What you are asked to do:
Please copy out every line of the listing below in which the word "dark" appears.

★ ★ ★ ★ ★ ★ ★

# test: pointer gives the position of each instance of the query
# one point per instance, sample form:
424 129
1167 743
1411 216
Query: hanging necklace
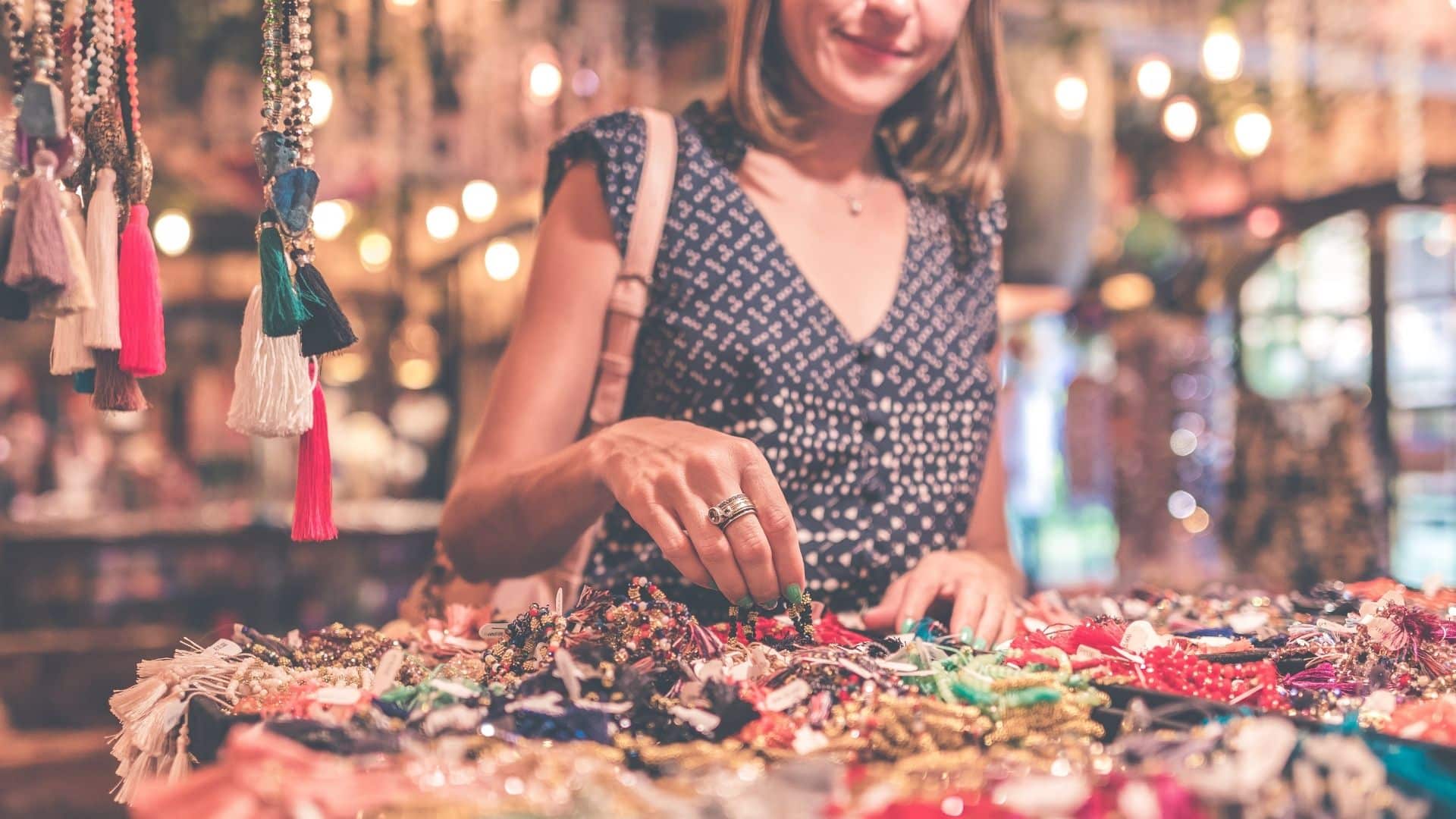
856 202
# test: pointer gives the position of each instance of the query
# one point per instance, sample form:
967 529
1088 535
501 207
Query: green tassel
283 309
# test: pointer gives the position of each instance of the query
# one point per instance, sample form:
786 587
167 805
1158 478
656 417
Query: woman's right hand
667 474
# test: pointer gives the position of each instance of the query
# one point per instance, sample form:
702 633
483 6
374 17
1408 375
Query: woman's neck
840 146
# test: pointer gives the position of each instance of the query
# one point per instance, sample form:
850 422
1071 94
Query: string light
1253 131
174 232
375 251
441 222
1180 118
479 199
544 83
1181 504
501 260
1153 77
1263 222
1222 52
329 219
1071 93
1128 292
321 99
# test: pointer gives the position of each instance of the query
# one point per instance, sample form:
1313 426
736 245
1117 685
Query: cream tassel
273 392
102 325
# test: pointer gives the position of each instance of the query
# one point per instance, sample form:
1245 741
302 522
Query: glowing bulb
501 260
1128 292
1181 504
329 219
479 199
1072 95
1153 77
375 251
1253 131
321 98
1180 118
172 232
1222 52
1197 521
441 222
544 83
1263 222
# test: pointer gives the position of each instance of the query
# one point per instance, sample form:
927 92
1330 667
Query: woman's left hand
979 592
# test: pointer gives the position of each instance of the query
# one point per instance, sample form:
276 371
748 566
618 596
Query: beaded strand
19 57
127 19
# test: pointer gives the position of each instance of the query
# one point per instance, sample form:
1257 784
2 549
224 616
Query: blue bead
293 194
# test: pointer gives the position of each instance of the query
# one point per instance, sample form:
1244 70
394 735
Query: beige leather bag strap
631 290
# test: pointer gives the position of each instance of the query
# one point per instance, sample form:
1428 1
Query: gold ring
731 509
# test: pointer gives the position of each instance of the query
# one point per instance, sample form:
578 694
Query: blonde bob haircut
948 133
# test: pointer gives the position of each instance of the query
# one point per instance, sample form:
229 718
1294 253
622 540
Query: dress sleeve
979 248
615 145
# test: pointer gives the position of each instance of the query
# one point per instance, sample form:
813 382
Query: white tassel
102 325
69 353
273 392
77 297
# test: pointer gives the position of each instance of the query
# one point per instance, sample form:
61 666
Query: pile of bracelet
654 713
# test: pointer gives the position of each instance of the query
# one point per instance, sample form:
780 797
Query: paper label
224 648
786 697
338 695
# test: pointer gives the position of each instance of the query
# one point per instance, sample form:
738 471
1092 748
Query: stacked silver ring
731 509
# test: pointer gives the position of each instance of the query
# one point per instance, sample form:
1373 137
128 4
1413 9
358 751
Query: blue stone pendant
291 196
273 153
42 110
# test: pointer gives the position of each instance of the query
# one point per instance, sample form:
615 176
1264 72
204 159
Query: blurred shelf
213 519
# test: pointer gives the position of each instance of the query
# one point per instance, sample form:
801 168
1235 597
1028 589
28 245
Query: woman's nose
892 11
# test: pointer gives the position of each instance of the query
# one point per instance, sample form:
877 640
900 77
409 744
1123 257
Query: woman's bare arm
526 491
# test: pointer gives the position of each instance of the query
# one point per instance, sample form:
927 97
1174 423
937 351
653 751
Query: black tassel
15 305
328 330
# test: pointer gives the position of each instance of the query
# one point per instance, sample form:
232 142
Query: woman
820 335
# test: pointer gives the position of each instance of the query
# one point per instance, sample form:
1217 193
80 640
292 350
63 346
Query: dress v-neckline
902 283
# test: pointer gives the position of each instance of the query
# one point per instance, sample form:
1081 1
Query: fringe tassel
69 353
328 330
102 325
283 311
15 305
38 262
271 385
115 390
139 283
313 494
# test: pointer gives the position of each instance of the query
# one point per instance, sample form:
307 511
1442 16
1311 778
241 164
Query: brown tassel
115 388
38 260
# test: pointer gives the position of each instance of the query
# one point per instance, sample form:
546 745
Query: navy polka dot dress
878 444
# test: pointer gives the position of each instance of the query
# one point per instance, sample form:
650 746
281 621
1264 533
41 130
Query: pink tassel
313 496
143 344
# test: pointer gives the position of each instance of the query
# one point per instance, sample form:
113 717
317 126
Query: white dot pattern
878 445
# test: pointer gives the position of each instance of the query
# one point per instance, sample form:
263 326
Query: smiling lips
873 47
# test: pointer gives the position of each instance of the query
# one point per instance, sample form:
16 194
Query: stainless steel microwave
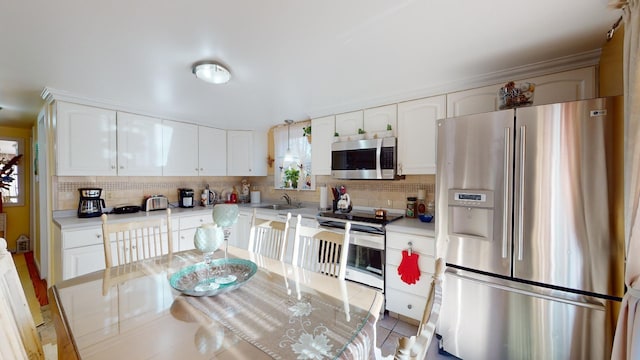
364 159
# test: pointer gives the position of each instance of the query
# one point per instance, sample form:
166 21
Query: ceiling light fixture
211 72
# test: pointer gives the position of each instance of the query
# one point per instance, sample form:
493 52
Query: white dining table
281 312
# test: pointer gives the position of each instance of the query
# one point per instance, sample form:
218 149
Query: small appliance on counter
125 209
155 202
186 197
90 203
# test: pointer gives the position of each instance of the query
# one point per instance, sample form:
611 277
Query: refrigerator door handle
523 137
507 192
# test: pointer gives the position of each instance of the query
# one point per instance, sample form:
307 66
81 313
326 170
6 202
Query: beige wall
610 69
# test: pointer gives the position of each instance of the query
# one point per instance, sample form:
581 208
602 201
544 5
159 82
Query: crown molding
565 63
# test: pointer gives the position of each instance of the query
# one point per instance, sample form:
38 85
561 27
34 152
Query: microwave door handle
378 155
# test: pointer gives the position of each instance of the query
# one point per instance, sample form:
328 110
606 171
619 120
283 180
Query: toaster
155 202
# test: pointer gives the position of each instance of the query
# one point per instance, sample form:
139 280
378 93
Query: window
299 170
13 178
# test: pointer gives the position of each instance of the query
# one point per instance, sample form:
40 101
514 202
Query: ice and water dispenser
471 214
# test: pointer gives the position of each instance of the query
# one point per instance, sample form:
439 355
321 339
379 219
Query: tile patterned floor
389 329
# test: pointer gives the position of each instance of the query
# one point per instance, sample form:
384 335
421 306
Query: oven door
366 260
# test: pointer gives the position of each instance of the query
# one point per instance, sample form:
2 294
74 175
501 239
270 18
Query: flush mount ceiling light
211 72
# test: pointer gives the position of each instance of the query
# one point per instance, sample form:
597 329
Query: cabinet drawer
78 238
424 245
405 304
426 263
420 288
188 222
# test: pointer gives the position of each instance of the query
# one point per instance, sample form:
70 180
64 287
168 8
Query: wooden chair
127 242
321 250
416 347
269 237
19 338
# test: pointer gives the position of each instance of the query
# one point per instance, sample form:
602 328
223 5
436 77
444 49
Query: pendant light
289 156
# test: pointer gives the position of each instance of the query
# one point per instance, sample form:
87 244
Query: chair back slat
19 338
127 242
269 237
321 250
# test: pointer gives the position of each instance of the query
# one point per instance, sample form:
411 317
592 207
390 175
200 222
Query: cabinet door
179 149
246 153
349 123
85 141
571 85
417 135
139 145
212 151
377 119
82 260
473 101
322 132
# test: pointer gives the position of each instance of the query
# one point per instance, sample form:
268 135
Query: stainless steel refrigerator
529 209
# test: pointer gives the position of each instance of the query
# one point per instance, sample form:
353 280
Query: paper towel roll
323 197
255 197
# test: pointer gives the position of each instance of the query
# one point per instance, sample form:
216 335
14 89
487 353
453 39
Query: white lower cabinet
188 225
402 298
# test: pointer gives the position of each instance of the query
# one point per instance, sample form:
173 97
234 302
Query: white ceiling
289 59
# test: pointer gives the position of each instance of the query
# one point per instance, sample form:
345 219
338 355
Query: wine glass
207 239
225 215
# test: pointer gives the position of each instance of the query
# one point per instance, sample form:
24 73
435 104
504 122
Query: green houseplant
291 176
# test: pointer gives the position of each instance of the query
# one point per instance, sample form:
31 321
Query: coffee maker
90 204
186 197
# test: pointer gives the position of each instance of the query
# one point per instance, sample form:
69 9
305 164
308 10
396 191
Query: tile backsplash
131 190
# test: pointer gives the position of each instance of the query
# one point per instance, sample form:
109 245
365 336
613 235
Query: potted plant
307 133
291 176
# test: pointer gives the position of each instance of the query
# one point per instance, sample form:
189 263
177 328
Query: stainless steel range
366 258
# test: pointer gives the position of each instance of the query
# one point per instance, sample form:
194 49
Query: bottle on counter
411 207
421 205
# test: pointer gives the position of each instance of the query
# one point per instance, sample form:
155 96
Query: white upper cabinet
578 84
417 134
473 101
322 130
212 151
571 85
139 145
377 119
246 153
85 140
179 148
349 123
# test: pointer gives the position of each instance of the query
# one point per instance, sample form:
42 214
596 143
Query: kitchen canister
255 197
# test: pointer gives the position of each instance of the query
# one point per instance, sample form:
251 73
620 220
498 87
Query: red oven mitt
409 270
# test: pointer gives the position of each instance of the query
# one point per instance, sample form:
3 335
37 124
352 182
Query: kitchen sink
280 207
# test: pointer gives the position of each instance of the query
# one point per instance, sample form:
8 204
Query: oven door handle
373 242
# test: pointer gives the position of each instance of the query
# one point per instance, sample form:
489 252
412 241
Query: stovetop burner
361 216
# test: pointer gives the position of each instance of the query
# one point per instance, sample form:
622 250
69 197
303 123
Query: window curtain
626 343
301 147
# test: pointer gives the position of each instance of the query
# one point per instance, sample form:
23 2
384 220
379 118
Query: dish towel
409 270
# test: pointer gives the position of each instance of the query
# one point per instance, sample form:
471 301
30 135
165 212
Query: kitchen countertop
413 226
68 219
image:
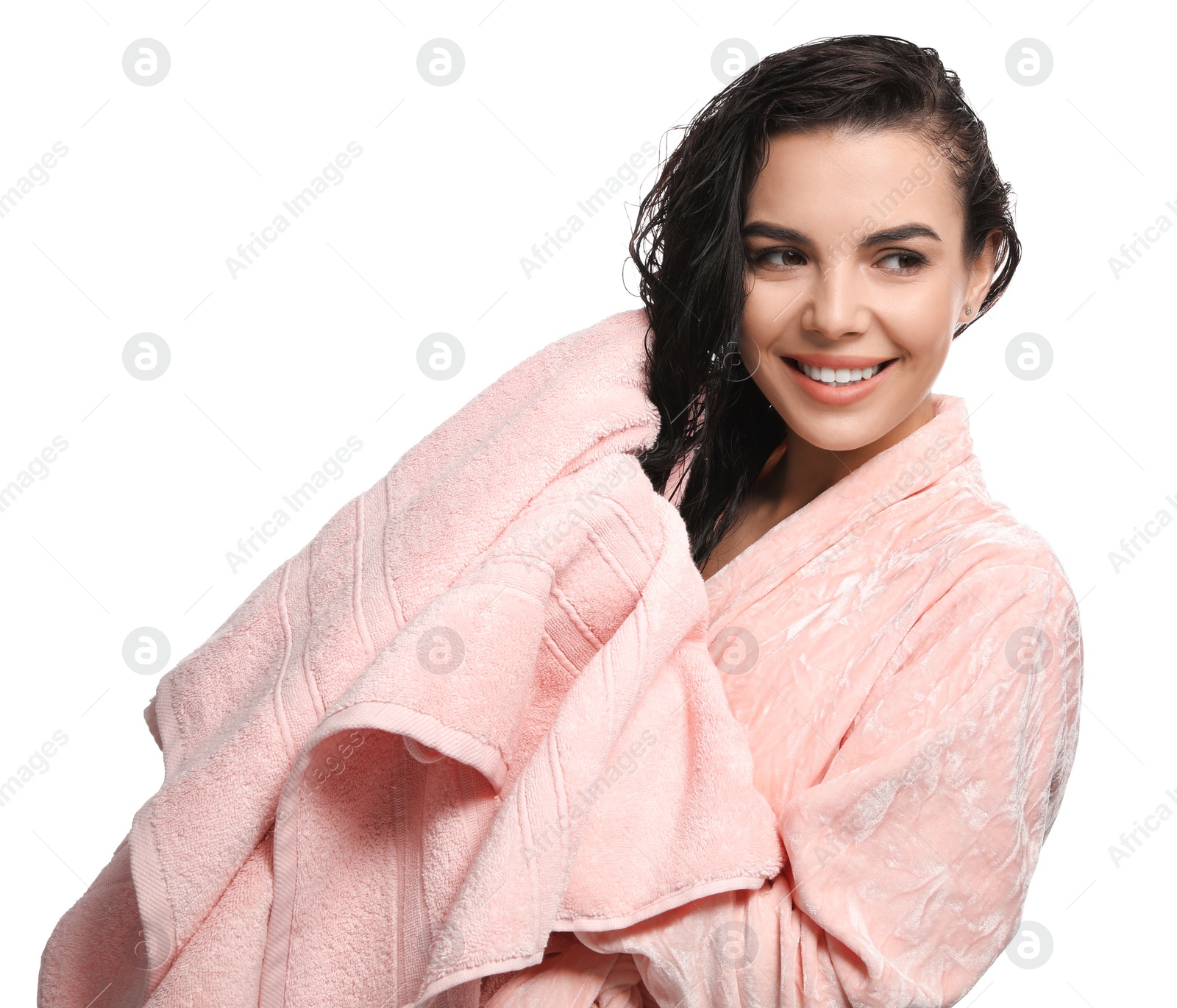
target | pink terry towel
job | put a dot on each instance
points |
(906, 660)
(476, 709)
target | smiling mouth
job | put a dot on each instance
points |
(839, 377)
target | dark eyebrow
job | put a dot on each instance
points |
(764, 230)
(898, 235)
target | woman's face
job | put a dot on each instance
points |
(856, 263)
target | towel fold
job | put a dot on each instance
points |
(477, 708)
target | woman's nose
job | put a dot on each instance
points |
(836, 304)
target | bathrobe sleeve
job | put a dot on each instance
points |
(909, 862)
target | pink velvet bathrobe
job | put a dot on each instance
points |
(494, 706)
(906, 660)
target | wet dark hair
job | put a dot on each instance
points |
(689, 247)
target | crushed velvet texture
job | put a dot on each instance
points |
(906, 660)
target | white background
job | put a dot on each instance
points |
(317, 341)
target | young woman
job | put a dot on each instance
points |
(904, 655)
(405, 762)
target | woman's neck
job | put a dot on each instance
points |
(797, 474)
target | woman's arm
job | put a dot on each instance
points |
(909, 863)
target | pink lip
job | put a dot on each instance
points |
(831, 394)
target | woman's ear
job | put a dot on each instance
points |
(981, 271)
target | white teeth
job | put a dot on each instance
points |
(842, 376)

★ ★ ★ ★ ★ ★ ★

Output of the exercise:
target | dark eyebrow
target | wet dark hair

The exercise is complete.